**ACTIVITY**
Each entry below should be printed exactly as given.

**Data extracted from a collection**
+--

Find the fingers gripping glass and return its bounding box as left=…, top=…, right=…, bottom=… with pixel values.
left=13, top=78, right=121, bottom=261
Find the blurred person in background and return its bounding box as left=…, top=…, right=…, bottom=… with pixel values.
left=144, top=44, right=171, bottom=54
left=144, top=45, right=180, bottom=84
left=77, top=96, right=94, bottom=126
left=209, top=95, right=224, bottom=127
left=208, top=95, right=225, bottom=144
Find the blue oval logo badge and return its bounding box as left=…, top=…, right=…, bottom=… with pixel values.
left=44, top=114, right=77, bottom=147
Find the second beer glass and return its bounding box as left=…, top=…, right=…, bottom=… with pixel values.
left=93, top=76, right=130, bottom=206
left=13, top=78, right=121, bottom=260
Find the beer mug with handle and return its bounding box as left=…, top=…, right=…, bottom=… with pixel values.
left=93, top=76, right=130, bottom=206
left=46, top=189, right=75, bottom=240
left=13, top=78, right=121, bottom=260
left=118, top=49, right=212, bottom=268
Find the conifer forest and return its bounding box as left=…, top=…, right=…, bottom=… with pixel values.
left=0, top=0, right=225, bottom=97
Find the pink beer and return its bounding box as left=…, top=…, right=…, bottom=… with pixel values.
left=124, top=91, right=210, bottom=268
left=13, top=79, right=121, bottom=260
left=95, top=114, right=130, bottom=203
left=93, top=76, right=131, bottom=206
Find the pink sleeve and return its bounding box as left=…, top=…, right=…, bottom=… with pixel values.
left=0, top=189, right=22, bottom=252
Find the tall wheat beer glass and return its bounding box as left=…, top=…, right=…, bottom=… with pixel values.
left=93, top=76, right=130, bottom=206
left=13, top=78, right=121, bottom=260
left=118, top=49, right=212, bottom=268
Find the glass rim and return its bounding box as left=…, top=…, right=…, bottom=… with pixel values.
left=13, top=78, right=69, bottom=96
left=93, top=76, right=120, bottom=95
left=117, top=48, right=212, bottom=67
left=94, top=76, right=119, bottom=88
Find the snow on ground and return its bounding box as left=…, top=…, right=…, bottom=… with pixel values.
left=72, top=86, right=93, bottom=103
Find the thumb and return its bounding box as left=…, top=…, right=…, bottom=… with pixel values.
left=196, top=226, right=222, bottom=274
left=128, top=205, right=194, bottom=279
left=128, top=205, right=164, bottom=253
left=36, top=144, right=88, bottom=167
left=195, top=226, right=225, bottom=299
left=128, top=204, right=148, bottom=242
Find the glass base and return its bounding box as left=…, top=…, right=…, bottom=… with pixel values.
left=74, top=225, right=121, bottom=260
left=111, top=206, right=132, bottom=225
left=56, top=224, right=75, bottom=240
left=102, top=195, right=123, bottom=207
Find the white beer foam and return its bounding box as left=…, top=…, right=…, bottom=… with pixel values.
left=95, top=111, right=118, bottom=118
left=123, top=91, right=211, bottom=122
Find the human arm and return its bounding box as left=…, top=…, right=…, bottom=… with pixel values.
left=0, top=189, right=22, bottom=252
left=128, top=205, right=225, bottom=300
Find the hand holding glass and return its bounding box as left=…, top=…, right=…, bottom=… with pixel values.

+--

**WRITTEN REPLY**
Find the fingers gripping glass and return its bounding box as left=…, top=…, right=…, bottom=… with pixel values.
left=13, top=78, right=121, bottom=261
Find the blurred person in background and return its bounding box as left=…, top=…, right=…, bottom=… with pixel values.
left=144, top=44, right=171, bottom=54
left=144, top=45, right=180, bottom=84
left=77, top=96, right=94, bottom=126
left=209, top=95, right=224, bottom=127
left=208, top=95, right=225, bottom=144
Find the blue oval logo badge and return its bounding box as left=…, top=…, right=…, bottom=… with pixel values.
left=44, top=114, right=77, bottom=147
Find the second beer glass and return its bounding box as left=…, top=…, right=…, bottom=… with pixel values.
left=93, top=76, right=130, bottom=206
left=13, top=78, right=121, bottom=260
Find the beer mug with handle and return its bounding box as left=…, top=…, right=…, bottom=… with pixel values.
left=93, top=76, right=130, bottom=206
left=46, top=189, right=75, bottom=240
left=13, top=78, right=121, bottom=260
left=118, top=49, right=212, bottom=268
Find the conifer forest and return its bounding box as left=…, top=…, right=…, bottom=… with pixel values.
left=0, top=0, right=225, bottom=97
Find the pink beer and return its bounding box as left=…, top=…, right=…, bottom=… with pixel values.
left=124, top=91, right=210, bottom=268
left=13, top=79, right=121, bottom=260
left=95, top=114, right=130, bottom=203
left=93, top=76, right=131, bottom=206
Find the pink sleeve and return its bounding box as left=…, top=…, right=…, bottom=… with pixel values.
left=0, top=189, right=22, bottom=252
Find the tall wheat beer glass and return its bounding box as left=…, top=…, right=…, bottom=… with pixel values.
left=93, top=76, right=130, bottom=206
left=13, top=78, right=121, bottom=260
left=118, top=49, right=212, bottom=268
Find the glass rim and return its bounding box as left=…, top=…, right=…, bottom=… with pixel values.
left=13, top=78, right=69, bottom=96
left=93, top=76, right=120, bottom=95
left=117, top=48, right=212, bottom=67
left=94, top=76, right=119, bottom=88
Find the snow on ground and return its bounding box as left=…, top=…, right=…, bottom=… with pixel values.
left=72, top=86, right=93, bottom=103
Find the thumb and return its bounding box as left=…, top=…, right=…, bottom=… with pixel values.
left=196, top=226, right=222, bottom=274
left=128, top=205, right=194, bottom=279
left=128, top=205, right=164, bottom=253
left=36, top=144, right=88, bottom=167
left=195, top=226, right=225, bottom=299
left=128, top=204, right=148, bottom=242
Find the glass base and return its bounding box as left=…, top=…, right=…, bottom=… with pixel values.
left=74, top=225, right=121, bottom=260
left=111, top=206, right=132, bottom=225
left=56, top=224, right=75, bottom=240
left=102, top=195, right=123, bottom=207
Find the white beer foam and return its bounding box as left=…, top=…, right=…, bottom=… with pixel values.
left=95, top=111, right=118, bottom=118
left=123, top=91, right=211, bottom=122
Find the human arm and return its bounding box as left=…, top=…, right=…, bottom=… with pixel values.
left=0, top=189, right=22, bottom=252
left=128, top=205, right=225, bottom=300
Find the hand holding glass and return its bounding box as left=…, top=…, right=…, bottom=… with pixel values.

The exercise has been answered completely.